#### Document
==========

S142: the first conductive yarn 1222 and the second conductive yarn 1224 are interwoven to form a power-generating fabric structure.

Specifically, a silver-plated conductive yarn is used as the first conductive yarn 1222, and the first conductive yarn 1222 has a fineness of 300D. The first conductive yarns 1222 and the second conductive yarn 1224 are then interwoven in a commercial textile machine such as a knitting machine to obtain an insole-shaped power-generating fabric structure which is resilient and capable of recovering, and the conductive cores in the first conductive yarn 1222 and the second conductive yarn 1224 are not electrically connected. The first conductive yarn 1222 accounts for more proportions than the second conductive yarn 1224 in the power-generating fabric structure. To adjust and increase the proportions of the first conductive yarn 1222 in the power-generating fabric structure, one second conductive yarn 1224 may be interwoven with a plurality of first conductive yarns 1222 in weaving.

S143: one end of the first conductive yarn 1222 and one end of the second conductive yarn 1224 are respectively extended out of the power-generating fabric structure such that the part, extending out of the power-generating fabric structure, of the first conductive yarn 1222 serves as a first flexible electrode 16 and the part, extending out of the power-generating fabric structure, of the second conductive yarn 1224 serves as a second flexible electrode 18.

S144: both outer surfaces of the power-generating fabric structure and the first flexible electrode 16 are coated with a waterproof shield 14.

Referring to FIG. 16, in some embodiments, S144 may be substituted by the following S151, S152, and S153:

S151: the power-generating fabric structure is coated with a first insulating layer 15. Specifically, the power-generating fabric structure, which is formed by interweaving the first conductive yarn 1222 and the second conductive yarn 1224, is covered with a PP film as the first insulating layer 15.

S152: a first conductive layer 17 is bonded to the first insulating layer 15.

Specifically, the first conductive layer 17 is made of a fabric-based conductive tape, the first conductive layer 17 is tightly bonded to the first insulating layer 15, and the conductive core in the second conductive yarn 1224 is connected to the first conductive layer 17.

S153: both the first conductive layer 17 and the first flexible electrode 16 are coated with a waterproof shield 14.

In some embodiments, S151 and S152 may be omitted.

Referring to FIG. 17, one embodiment of the present invention provides a method for manufacturing a power-generating insole, and it should be noted that, the foregoing explanations for the embodiments of the power-generating insole are also applicable to the method for manufacturing the power-generating insole in this embodiment, and will not be described in detail herein in order to avoid redundancy. It should be noted that, in the various embodiments described below, no definite order exists between the steps described below, and one of ordinary skill in the art would understand from the description of the embodiments of the present application that in different embodiments, the steps described below may be performed in different orders, i.e., may be performed in parallel, or may be performed interchangeably, etc; and in different embodiments, some of the steps described below may also be omitted or substituted.

The method for manufacturing the power-generating insole comprises the following steps:

S161: one first conductive yarn 1222 is bent or a plurality of first conductive yarns 1222 are interwoven to form a power-generating fabric structure, and one end of the first conductive yarn 1222 is extended out of the power-generating fabric structure such that the part, extending out of the power-generating fabric structure, of the first conductive yarn 1222 serves as a first flexible electrode 16.

S162: the power-generating fabric structure is coated with a first insulating layer 15. Specifically, the power-generating fabric structure, which is formed by interweaving the first conductive yarns 1222, is covered with a PP film as the first insulating layer 15.

==========

#### Your goal
Reproduce the passage of the power-generating insole text from "S151: the power-generating" to "to the first insulating layer 15." word for word.

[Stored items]
==========

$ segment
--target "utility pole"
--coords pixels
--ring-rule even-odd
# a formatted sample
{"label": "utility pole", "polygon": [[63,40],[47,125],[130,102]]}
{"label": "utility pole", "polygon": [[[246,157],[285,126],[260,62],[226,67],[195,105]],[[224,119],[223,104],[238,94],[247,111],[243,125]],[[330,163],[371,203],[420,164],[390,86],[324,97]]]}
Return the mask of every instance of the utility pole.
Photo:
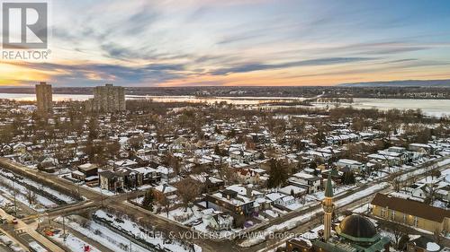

==========

#### Solution
S151: the power-generating fabric structure is coated with a first insulating layer 15. Specifically, the power-generating fabric structure, which is formed by interweaving the first conductive yarn 1222 and the second conductive yarn 1224, is covered with a PP film as the first insulating layer 15.

S152: a first conductive layer 17 is bonded to the first insulating layer 15.